Document text:
+ + + + +
Massachusetts Town Alleges Creators, Distributors, and Advertisers of Opioids Misled Public


On Thursday, in the District of Massachusetts, the town of Millis, Mass. sued a group of pharmaceutical creators, distributors, and advertisers on the grounds that the defendants conspired, in violation of racketeering and nuisance laws, to downplay the addictiveness potential of opioids in order to increase sales via an uptick in prescriptions. 

The town asserted that the defendants used marketing, fake research, and even educational webinars to give the town “the worst man-made epidemic in modern medical history–the misuse, abuse, diversion, and over-prescription of opioids.”

While the 307-page complaint laid out numerous specifics with regards to legal faults, the general unlawful activity was a conspiracy to create nationwide marketing, via websites, print literature and even continuing education webinars for medical professionals, to downplay and even outright deny the addictive potential of opioids. As a result in large part of the defendants’ endeavor, the plaintiffs averred that drug abuse is now the leading cause of death for people under 50, with opioid overdoses killing 45,000 people in 2017. In the plaintiff’s town borders, the party alleged “an excessive drug overdose rate related to an excessive volume of prescription opiates proximately caused by the wrongful conduct of the (d)efendants” led to “drug poisoning and opioid related deaths….” among town residents. 

The plaintiff laid out grounds for two major ways the defendants’ actions were unlawful: engaging in illegal racketeering via marketing misrepresentations and by creating a public nuisance. On the racketeering count, the town alleged that the defendants created a scheme that covered opioid creators, distributors, pharmacy chains, and advertisers to downplay the overwhelming research showing opioids are addictive in order to massively increase opioid prescriptions. This scheme, purported the plaintiff, violated federal racketeering laws that make it illegal to form an enterprise to promote sales using concealment of material facts or representations that are false, or at minimum negligent. As the defendants willingly created or participated in elaborate marketing campaigns to promote the idea that “opioids are not generally addictive” which resulted in increased profits from opioids,  the defendants all violated the federal laws prohibiting racketeering, the town argued.
+ + + + +
(Referring expression data)
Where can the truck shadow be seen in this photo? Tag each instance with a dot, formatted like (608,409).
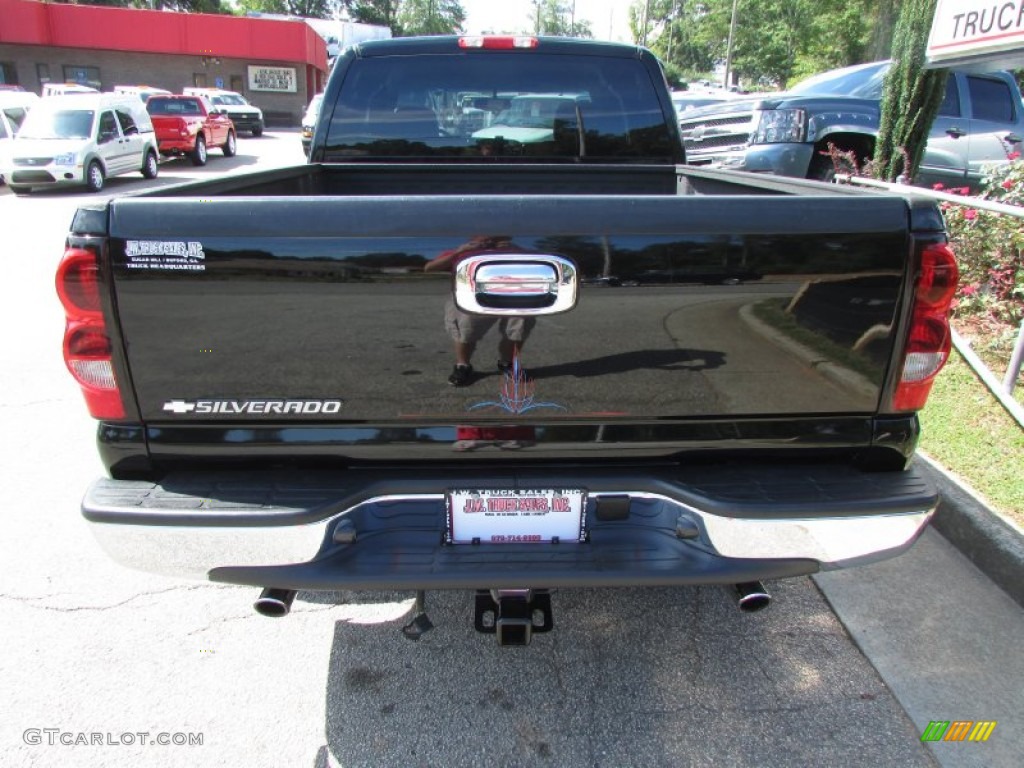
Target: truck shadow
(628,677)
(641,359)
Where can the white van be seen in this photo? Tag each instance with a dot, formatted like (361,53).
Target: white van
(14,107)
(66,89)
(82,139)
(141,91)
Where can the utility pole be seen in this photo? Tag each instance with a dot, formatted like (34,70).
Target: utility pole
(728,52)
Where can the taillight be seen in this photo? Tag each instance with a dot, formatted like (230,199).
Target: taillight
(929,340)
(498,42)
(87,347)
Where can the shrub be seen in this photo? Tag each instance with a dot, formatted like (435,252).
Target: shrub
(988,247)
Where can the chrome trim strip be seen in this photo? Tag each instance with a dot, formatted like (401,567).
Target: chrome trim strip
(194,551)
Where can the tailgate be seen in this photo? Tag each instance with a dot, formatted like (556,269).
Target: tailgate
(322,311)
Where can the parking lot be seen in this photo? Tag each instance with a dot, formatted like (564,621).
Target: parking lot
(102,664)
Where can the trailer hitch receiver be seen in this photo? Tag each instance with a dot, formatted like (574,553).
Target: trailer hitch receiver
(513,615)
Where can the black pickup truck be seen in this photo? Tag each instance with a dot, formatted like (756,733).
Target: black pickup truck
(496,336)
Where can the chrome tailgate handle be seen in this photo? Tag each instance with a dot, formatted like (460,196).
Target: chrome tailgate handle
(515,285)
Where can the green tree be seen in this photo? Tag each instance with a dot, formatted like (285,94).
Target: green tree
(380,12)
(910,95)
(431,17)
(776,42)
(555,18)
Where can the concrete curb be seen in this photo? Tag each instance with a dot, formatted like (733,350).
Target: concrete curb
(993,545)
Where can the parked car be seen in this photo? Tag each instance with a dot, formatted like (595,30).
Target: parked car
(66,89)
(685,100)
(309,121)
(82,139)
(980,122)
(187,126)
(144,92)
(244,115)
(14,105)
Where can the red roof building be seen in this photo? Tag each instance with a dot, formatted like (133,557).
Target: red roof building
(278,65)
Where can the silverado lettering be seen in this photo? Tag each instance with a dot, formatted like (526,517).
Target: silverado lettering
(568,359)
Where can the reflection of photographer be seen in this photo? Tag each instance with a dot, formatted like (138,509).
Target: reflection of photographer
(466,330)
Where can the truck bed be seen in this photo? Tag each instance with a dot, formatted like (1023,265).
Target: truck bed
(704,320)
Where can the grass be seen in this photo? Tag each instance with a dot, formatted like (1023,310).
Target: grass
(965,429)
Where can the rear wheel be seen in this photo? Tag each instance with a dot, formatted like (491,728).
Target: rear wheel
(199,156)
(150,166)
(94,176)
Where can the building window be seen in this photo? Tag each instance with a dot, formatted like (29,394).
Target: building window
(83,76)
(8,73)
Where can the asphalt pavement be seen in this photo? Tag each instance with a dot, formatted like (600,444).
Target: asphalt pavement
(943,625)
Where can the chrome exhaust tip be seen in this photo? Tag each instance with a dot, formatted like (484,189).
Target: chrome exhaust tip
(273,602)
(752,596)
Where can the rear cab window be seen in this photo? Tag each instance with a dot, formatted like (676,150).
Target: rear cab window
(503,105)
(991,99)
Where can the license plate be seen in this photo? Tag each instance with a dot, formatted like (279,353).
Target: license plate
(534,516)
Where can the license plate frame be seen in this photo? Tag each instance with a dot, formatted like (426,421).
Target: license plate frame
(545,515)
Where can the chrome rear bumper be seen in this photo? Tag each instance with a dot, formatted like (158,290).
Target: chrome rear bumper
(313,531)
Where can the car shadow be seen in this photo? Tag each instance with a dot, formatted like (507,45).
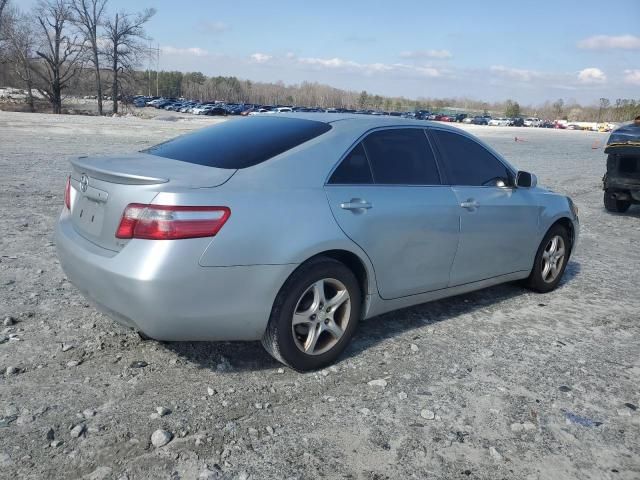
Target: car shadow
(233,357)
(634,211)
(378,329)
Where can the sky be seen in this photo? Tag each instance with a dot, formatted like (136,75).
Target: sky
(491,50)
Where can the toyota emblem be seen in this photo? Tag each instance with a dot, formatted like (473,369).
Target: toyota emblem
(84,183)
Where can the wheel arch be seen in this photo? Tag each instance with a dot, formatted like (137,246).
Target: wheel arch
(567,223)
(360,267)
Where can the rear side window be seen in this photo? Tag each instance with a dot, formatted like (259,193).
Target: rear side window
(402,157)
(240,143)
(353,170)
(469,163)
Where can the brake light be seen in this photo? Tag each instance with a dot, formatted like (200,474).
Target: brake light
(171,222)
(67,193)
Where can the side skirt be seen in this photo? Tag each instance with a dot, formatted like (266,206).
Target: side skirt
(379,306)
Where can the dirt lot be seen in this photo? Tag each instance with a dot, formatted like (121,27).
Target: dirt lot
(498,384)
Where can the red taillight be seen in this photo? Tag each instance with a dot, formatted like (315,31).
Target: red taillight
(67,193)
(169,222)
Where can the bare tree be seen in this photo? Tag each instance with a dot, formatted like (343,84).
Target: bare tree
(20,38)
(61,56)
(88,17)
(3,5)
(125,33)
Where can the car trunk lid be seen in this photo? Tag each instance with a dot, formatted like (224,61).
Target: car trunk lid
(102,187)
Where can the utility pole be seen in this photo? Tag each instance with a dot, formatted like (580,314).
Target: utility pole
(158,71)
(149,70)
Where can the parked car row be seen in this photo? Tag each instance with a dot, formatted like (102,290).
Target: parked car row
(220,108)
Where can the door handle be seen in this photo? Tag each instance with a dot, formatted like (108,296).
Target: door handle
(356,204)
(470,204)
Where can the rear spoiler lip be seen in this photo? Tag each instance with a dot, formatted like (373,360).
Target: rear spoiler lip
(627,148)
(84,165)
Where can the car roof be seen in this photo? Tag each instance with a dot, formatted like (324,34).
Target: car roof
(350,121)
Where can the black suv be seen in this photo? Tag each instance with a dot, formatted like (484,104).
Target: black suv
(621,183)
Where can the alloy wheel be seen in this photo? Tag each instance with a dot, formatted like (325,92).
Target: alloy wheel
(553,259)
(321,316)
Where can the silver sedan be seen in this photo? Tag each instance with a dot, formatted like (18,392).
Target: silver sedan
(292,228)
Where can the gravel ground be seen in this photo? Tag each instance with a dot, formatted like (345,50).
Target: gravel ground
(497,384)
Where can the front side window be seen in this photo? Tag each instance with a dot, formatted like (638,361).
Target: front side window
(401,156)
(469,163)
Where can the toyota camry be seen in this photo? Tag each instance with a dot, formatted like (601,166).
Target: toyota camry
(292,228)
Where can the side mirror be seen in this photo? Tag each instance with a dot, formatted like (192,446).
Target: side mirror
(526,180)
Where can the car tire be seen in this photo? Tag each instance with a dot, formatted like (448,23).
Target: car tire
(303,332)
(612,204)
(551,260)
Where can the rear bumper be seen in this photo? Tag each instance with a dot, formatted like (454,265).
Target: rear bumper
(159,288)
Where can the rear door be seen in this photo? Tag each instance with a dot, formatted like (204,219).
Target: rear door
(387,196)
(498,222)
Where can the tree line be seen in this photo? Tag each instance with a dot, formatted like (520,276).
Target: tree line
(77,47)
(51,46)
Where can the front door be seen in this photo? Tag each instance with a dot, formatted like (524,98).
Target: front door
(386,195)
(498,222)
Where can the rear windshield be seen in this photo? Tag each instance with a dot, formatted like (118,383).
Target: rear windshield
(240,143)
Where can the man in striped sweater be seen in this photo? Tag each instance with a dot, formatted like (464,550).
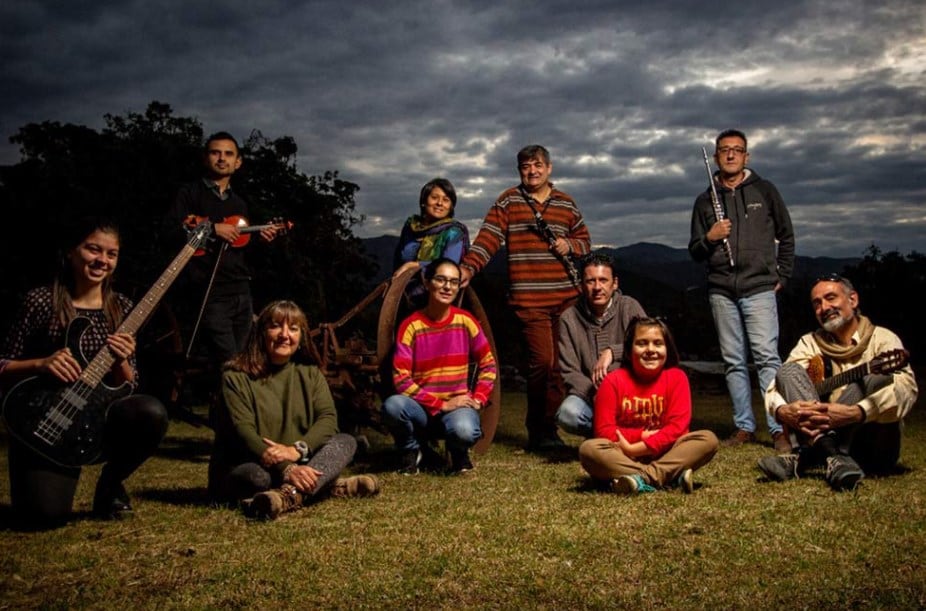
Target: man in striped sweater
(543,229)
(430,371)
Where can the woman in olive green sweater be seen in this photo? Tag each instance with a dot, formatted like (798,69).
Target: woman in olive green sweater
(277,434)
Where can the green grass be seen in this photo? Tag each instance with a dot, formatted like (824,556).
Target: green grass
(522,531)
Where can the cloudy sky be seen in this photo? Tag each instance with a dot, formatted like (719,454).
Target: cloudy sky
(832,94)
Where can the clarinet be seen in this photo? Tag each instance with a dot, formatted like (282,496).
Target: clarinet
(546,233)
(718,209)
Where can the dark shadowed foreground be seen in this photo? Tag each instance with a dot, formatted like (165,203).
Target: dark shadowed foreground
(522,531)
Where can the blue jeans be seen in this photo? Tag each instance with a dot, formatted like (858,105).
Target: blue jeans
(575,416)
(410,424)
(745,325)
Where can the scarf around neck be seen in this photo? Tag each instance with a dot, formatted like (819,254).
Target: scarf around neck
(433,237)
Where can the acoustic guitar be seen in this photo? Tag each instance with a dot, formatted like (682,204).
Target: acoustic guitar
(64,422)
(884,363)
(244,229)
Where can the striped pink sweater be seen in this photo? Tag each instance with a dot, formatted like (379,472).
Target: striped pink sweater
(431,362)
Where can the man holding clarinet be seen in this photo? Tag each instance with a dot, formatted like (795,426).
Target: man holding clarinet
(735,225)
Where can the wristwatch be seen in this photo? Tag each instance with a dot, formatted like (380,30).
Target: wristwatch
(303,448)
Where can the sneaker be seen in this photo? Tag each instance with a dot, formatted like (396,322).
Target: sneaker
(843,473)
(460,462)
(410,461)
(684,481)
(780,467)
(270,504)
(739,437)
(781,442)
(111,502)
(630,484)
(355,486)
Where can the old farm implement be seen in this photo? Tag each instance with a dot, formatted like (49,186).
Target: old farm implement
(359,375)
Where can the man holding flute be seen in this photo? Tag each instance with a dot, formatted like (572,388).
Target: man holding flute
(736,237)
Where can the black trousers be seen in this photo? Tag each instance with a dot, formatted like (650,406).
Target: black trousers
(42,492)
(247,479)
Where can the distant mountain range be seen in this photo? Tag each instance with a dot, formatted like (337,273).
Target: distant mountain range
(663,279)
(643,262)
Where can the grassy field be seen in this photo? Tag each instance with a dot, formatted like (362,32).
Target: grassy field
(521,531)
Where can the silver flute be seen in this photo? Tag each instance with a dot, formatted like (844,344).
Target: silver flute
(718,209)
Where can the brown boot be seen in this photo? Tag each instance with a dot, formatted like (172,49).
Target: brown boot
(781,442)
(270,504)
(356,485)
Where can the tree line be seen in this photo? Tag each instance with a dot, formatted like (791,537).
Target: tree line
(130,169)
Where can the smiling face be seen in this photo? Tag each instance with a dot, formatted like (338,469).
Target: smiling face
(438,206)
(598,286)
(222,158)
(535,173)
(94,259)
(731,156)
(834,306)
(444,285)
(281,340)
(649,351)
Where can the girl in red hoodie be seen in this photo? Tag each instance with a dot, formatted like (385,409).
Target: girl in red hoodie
+ + + + +
Exercise 1:
Summarize the opioid lawsuit article in two sentences.
Exercise 2:
Please carry on the opioid lawsuit article from its final sentence.

Task response 1:
The town of Millis, Massachusetts, sued a group of pharmaceutical creators, distributors, and advertisers in the District of Massachusetts, alleging that they conspired in violation of racketeering and nuisance laws to downplay the addictiveness of opioids and increase sales through more prescriptions. The complaint says the defendants used websites, print literature, fake research, and continuing education webinars to deny opioids' addictive potential, and the town argues that this marketing scheme violated federal racketeering laws.

Task response 2:
Moving to the public nuisance count, the plaintiff alleged the defendants’ deceptive marketing conspiracy concerning the addictive qualities of opioids violated the right to public health. The pleading proffered that the defendants’ actions resulted in an increase in opioid prescriptions leading to an increase in drug abuse. As the residents of the plaintiff’s town are now addicted to a harmful drug, but without local drug treatment options, the residents remain untreated and the defendants remain liable for the creation of a continuing public nuisance via the creation of a public health crisis in Millis, the complaint alleged.

The town seeks, among other prayers for relief, an injunction mandating the discontinuation of all the defendants’ actions in furtherance of the enterprise using deceptive marketing to increase opioid use, compensatory damages to remedy all harms done by opioids unlawfully disseminated to the town’s residents (and where applicable, the nation at-large), and punitive damages given that the defendants knew of the heightened harm via addiction to opioids, yet “chose profit over prudence and the safety of the town.”